:: EXCERPT ::

----------

Calamities and disasters are a test for nations that
might show the best or the worst of them.
As the coronavirus crisis has upended the lives of millions, many Muslim charities and herding efforts to help those in need.
Members of the New Jersey chapter of the Islamic Council of North America (ICNA) Relief were among those who rushed to help the elderly and needy at this difficult time.
The Muslim community and volunteers prepared bags for
those in need distributing them in New Jersey.
“Today staff and volunteers gave out 1,320 lbs of food and hygiene items such as toilet paper, soap, bread, cereal, and other edible items. ICNA Relief NJ made 220 bags for those in need,” New Jersey ICNA Relief said on Facebook.
“ICNA Relief New Jersey is practicing social distancing with staff and volunteers while helping others in need in one of our low-income communities in Elizabeth, NJ.”
Chicago Muslim Youth
Members of the Islamic Center of Naperville Youth also
posted a message on Facebook that they will be delivering groceries and
medications to senior citizens.

----------

:: GIVEN INFORMATION ::

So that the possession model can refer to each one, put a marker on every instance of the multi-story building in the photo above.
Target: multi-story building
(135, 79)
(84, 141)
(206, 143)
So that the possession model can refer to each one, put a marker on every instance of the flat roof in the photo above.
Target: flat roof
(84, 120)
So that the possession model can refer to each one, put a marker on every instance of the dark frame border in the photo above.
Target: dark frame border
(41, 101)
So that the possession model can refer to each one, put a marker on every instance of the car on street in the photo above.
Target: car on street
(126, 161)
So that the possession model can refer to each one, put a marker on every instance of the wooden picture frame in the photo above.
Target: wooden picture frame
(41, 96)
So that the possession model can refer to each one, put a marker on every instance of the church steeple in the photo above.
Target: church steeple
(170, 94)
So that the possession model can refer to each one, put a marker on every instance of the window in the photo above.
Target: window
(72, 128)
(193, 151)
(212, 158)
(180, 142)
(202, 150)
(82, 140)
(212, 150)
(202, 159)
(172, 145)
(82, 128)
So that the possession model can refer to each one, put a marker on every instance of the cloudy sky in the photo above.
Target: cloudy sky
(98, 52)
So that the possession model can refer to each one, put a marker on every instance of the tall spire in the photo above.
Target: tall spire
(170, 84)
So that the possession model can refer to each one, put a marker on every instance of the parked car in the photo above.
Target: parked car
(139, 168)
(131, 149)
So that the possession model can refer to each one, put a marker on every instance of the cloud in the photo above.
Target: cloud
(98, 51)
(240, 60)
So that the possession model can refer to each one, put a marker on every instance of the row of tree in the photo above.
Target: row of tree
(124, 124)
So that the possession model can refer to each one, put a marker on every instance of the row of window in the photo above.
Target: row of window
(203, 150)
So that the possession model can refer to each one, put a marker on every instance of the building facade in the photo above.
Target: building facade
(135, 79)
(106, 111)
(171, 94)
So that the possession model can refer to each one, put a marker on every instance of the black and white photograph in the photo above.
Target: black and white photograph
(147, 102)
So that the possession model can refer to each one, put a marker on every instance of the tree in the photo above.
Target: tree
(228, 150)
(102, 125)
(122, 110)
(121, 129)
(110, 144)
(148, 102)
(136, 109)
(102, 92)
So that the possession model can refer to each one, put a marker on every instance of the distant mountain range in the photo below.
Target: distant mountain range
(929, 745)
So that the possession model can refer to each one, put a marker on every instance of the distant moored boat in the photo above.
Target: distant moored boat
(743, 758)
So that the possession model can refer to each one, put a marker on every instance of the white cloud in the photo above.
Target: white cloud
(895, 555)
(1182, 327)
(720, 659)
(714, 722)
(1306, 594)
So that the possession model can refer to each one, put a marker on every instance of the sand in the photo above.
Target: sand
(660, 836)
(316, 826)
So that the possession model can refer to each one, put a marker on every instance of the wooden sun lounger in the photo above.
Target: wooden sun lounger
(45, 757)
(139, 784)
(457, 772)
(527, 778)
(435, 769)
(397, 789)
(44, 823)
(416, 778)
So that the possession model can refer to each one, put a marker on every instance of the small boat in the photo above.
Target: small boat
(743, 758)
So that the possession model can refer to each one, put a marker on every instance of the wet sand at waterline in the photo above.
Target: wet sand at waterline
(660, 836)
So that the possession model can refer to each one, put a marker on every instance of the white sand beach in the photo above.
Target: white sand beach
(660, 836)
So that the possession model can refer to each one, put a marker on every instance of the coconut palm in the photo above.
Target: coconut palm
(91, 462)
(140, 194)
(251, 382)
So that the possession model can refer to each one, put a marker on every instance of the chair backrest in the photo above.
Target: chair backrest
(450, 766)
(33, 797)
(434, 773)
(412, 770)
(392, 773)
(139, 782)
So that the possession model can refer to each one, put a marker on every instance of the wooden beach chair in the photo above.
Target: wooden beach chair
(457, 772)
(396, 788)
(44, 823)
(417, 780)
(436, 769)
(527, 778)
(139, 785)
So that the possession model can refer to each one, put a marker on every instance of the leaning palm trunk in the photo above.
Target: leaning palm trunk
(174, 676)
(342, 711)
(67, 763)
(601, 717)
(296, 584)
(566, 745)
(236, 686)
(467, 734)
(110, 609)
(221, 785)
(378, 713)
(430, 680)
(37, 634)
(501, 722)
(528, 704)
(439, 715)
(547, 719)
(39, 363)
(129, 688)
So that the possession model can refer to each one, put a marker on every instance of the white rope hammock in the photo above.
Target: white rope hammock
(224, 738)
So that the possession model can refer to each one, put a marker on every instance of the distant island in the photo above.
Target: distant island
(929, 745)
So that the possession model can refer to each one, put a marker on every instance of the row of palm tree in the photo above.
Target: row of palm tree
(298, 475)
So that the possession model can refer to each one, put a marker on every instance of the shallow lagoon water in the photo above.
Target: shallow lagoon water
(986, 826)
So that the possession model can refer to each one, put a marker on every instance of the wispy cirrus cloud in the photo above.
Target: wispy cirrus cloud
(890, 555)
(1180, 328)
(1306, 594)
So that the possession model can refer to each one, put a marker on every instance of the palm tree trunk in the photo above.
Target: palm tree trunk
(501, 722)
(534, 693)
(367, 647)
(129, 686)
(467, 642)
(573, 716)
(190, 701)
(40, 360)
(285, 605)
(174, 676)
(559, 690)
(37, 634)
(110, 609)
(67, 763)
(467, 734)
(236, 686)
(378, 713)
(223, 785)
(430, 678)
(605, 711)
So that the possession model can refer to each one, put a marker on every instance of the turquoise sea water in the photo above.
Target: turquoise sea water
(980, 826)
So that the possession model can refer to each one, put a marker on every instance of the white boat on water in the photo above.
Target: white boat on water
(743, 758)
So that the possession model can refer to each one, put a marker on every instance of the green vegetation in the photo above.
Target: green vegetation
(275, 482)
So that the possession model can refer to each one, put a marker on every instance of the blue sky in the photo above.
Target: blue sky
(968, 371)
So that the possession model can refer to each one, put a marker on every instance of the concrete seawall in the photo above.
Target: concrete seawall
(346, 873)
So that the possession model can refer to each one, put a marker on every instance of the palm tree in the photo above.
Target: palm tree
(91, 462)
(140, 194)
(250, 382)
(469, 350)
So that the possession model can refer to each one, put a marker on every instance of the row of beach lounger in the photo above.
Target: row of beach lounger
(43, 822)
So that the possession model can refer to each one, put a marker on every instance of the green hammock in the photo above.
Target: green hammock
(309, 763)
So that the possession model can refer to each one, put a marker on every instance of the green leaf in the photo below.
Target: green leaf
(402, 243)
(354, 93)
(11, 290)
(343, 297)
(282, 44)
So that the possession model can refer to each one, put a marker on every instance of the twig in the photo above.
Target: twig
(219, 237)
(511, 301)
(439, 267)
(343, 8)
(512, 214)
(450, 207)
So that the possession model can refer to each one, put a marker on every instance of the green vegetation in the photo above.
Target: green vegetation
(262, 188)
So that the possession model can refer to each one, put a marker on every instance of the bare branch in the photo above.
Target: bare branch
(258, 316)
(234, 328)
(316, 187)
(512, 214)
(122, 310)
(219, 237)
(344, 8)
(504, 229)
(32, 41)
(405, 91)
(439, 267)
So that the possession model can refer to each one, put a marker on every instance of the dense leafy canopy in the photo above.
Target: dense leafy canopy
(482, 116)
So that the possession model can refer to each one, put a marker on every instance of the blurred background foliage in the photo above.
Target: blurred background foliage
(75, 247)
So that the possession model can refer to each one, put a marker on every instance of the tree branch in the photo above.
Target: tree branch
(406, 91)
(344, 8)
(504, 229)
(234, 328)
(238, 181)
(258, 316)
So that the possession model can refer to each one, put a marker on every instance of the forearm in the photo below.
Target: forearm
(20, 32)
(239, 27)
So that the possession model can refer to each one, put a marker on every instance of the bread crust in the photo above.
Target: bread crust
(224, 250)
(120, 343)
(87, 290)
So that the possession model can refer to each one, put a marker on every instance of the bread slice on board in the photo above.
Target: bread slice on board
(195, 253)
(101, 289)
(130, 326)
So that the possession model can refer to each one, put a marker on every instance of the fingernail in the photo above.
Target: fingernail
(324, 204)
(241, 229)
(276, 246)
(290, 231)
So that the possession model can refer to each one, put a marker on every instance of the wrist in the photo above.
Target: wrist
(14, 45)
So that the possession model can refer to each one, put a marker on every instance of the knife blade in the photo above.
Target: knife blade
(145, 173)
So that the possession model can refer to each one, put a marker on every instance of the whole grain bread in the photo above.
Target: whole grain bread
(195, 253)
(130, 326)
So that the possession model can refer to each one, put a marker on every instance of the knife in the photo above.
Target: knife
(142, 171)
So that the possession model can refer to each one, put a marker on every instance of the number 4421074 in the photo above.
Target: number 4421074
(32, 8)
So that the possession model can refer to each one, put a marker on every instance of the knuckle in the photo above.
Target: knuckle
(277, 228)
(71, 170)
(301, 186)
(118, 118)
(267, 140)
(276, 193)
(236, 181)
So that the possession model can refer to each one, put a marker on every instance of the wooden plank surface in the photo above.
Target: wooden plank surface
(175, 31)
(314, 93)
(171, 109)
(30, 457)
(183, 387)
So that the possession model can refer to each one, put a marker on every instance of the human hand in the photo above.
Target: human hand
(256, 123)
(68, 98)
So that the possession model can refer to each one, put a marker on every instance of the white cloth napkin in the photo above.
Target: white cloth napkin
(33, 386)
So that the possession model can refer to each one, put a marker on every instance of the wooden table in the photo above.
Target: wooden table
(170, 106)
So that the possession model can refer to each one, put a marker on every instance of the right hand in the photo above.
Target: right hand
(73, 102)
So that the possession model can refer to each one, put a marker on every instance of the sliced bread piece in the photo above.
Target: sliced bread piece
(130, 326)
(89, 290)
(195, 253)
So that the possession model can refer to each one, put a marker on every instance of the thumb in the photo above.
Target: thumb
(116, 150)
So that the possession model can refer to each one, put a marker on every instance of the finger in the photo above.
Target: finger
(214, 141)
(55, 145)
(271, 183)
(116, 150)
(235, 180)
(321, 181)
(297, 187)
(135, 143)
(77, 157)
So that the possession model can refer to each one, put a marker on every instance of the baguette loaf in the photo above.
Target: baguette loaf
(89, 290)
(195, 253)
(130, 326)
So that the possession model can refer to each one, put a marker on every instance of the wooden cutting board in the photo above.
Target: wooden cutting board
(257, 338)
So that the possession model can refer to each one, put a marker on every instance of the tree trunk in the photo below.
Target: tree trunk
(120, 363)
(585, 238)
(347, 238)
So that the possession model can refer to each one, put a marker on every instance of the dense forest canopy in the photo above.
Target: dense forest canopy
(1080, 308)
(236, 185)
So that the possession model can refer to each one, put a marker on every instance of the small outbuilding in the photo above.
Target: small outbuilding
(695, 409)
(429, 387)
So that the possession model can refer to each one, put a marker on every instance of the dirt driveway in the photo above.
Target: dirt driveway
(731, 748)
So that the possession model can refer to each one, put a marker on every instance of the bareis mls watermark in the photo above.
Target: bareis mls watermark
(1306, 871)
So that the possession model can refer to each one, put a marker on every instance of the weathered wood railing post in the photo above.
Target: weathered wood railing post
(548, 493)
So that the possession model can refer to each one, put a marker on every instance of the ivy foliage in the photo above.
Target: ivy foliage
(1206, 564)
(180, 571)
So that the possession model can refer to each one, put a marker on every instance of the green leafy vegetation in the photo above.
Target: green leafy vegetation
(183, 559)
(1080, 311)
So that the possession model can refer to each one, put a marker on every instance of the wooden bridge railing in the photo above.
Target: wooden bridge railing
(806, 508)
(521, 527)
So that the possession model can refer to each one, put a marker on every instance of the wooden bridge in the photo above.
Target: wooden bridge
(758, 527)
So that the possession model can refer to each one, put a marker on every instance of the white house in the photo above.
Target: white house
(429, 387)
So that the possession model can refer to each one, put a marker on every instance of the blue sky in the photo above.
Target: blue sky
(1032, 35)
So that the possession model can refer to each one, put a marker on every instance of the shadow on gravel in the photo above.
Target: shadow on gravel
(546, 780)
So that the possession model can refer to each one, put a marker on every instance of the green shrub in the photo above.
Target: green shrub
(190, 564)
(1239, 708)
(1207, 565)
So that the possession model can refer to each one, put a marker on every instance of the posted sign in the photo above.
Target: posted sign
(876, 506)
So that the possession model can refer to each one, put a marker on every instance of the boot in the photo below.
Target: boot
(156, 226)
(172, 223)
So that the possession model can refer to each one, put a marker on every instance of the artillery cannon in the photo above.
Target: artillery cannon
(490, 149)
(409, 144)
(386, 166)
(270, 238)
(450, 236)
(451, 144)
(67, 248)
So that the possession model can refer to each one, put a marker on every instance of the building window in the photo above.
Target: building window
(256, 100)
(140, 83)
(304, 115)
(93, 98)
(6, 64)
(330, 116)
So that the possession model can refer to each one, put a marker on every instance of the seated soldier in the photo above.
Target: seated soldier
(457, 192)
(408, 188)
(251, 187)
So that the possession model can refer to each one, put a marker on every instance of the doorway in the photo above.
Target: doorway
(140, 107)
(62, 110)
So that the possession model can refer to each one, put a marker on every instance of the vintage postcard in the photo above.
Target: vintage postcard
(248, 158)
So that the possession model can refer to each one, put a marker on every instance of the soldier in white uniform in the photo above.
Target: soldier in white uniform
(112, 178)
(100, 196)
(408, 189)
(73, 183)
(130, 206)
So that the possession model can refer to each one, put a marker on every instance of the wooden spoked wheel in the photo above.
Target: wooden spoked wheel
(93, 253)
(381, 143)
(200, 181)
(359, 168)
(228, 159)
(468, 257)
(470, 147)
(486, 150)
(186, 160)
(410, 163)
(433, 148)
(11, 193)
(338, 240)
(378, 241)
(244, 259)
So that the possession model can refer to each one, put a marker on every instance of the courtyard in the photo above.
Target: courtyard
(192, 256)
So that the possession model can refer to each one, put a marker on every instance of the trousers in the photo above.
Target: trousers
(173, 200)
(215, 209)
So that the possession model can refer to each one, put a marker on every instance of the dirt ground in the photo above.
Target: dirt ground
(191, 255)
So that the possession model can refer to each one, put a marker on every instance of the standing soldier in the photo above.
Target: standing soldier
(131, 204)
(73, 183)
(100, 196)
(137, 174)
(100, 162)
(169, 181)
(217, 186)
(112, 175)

----------

:: PROBLEM TO WORK ON ::
Please update the stretch of the Muslim relief article from "Calamities and disasters" through "those in need.", putting "COVID-19" in place of "coronavirus". The material was taken from a different source.

:: RESPONSE TO THIS EXERCISE ::
Calamities and disasters are a test for nations that
might show the best or the worst of them.
As the COVID-19 crisis has upended the lives of millions, many Muslim charities and herding efforts to help those in need.